Below are entries; tally how many lines hold the string "order" and answer with only that figure.

::::::

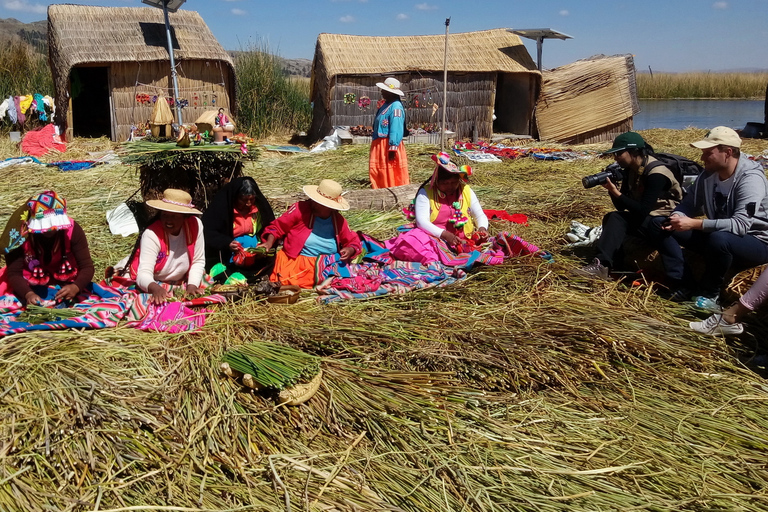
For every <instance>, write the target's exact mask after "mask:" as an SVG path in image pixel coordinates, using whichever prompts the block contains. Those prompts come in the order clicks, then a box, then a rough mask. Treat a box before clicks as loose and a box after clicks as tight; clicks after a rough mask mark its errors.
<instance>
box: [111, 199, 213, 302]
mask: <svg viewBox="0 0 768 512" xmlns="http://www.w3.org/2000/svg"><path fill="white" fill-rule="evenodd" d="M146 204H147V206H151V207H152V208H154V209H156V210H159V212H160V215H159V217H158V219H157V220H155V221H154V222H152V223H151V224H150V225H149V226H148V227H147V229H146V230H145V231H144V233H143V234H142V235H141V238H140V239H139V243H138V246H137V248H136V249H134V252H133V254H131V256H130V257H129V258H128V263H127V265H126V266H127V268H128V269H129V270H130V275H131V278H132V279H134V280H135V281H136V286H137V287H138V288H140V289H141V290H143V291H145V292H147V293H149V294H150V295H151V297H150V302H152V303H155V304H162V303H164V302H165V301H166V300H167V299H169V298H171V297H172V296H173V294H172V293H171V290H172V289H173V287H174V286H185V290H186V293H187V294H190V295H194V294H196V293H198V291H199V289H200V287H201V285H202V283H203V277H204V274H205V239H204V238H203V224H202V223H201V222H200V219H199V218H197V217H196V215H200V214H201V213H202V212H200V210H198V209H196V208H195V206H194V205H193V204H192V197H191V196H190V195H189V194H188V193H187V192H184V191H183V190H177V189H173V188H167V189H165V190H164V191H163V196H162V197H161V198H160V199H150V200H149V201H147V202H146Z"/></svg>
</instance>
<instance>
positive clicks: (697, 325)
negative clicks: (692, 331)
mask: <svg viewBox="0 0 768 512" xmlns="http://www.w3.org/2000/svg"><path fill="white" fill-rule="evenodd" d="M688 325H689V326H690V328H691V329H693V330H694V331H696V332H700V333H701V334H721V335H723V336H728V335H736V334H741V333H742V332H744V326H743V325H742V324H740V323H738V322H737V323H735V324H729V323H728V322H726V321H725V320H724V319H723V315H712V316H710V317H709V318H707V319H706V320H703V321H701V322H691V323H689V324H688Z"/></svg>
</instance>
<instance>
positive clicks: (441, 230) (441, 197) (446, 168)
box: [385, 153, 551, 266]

::::::

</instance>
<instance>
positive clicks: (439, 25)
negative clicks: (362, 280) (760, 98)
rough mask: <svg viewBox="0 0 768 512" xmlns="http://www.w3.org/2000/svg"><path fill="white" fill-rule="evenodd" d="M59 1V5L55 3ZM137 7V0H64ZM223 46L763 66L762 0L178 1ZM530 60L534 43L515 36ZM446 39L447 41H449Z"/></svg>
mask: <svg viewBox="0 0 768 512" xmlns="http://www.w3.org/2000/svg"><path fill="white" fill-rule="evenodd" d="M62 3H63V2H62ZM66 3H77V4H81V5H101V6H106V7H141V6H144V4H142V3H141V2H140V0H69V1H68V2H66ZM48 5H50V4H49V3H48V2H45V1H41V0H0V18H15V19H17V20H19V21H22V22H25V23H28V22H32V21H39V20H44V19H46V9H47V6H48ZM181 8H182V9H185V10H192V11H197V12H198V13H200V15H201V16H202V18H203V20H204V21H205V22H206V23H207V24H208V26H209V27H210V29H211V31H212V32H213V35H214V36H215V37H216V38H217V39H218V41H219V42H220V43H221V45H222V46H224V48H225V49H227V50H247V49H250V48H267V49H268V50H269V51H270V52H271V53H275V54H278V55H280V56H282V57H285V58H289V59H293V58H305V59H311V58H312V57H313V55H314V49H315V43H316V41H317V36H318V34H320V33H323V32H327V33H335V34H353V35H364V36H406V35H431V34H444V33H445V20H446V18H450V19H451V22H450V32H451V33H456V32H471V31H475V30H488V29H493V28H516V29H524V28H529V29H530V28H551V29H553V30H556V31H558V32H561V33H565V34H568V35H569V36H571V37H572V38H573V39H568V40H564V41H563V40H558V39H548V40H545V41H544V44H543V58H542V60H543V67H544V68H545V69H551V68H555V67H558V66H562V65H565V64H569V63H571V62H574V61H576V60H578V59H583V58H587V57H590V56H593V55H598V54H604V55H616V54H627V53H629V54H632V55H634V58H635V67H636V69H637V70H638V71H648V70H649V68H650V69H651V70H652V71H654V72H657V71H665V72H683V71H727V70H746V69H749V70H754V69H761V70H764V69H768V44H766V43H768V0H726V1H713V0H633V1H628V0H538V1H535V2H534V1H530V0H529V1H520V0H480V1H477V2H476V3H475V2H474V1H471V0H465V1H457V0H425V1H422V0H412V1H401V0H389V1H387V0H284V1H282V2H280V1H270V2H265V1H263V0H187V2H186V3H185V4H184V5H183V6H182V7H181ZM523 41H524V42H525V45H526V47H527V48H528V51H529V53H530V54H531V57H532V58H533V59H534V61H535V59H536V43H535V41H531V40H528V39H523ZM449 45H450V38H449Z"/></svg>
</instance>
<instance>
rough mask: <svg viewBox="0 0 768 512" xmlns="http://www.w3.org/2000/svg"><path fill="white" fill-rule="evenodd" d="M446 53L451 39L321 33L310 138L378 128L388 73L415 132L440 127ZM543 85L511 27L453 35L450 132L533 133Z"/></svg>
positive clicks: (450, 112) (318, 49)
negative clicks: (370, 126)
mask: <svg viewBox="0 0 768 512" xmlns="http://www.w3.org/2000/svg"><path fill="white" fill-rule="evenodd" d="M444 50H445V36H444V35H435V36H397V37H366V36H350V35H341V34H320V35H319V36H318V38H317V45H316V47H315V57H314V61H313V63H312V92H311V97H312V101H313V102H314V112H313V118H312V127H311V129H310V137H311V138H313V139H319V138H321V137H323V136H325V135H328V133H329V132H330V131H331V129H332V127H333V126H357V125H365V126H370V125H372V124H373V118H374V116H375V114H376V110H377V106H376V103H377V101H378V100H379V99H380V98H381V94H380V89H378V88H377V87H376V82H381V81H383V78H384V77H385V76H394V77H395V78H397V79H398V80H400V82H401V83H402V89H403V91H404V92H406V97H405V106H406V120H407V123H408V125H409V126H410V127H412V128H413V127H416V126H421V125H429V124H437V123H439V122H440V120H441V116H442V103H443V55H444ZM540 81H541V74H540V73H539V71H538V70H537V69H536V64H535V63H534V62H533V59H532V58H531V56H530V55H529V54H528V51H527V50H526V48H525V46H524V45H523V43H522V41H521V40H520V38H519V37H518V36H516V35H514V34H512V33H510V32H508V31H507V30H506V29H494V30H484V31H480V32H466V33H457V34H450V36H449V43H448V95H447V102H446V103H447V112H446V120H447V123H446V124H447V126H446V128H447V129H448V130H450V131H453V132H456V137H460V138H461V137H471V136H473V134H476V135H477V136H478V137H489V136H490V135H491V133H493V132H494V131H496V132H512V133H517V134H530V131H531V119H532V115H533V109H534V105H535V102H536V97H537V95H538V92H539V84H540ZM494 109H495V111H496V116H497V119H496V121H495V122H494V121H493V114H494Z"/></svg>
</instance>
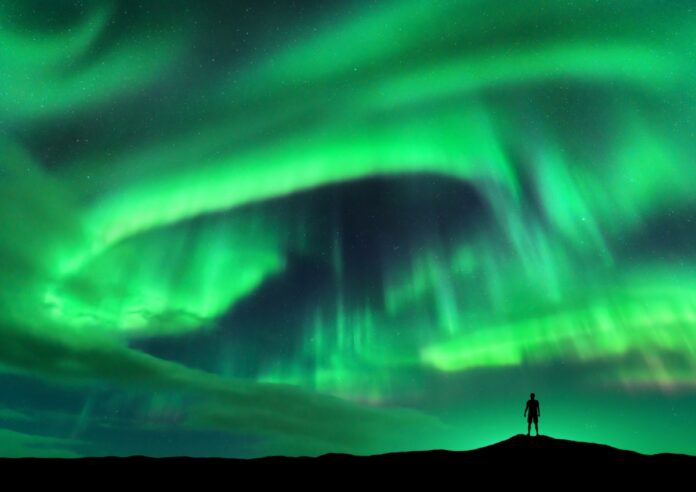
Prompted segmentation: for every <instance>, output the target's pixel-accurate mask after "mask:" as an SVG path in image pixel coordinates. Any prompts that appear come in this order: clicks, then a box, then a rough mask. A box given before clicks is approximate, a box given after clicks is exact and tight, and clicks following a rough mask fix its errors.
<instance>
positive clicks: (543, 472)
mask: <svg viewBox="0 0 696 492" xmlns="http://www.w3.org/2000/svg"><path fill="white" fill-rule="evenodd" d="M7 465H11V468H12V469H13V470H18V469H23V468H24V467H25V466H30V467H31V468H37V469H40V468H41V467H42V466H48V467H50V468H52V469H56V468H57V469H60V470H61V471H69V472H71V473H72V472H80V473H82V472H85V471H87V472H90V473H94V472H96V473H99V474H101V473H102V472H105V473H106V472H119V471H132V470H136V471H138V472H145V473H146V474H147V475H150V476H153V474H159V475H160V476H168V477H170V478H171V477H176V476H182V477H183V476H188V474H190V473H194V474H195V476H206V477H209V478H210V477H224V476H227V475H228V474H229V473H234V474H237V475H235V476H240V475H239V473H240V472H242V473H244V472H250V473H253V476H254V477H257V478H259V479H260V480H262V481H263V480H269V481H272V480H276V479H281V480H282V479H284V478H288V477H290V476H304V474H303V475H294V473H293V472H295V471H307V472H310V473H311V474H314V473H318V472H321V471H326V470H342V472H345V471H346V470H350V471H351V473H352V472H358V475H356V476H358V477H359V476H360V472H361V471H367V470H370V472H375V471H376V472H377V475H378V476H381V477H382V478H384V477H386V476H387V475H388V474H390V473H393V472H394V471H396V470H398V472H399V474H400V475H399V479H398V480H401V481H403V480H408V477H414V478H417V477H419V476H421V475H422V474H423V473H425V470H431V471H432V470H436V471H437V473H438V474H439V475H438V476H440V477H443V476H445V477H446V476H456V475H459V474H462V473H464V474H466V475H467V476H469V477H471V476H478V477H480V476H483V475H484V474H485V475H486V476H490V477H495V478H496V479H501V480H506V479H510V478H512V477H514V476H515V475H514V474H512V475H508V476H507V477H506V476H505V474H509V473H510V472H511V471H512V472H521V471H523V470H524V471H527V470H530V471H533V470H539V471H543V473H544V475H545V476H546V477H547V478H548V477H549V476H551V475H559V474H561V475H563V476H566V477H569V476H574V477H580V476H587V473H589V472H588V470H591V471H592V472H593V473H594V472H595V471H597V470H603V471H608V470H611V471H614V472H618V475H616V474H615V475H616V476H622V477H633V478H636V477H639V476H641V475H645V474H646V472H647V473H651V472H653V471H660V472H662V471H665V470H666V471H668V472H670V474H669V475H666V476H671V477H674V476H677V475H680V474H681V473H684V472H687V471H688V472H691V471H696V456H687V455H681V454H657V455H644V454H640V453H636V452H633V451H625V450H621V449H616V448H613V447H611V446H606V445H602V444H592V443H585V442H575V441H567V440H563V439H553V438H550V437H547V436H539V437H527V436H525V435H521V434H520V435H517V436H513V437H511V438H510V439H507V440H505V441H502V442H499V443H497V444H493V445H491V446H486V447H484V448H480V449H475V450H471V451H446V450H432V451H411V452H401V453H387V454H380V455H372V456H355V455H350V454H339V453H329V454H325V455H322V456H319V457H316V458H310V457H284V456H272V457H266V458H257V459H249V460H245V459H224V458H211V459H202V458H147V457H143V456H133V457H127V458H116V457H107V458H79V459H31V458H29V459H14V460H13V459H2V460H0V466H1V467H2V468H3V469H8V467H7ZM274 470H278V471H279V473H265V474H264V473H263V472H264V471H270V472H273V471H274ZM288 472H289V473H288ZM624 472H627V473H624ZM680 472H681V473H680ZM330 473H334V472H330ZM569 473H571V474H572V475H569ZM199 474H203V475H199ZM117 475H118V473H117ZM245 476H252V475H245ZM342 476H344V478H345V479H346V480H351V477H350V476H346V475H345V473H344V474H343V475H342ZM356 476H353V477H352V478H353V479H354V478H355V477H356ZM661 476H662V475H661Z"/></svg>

::::::

» Output
2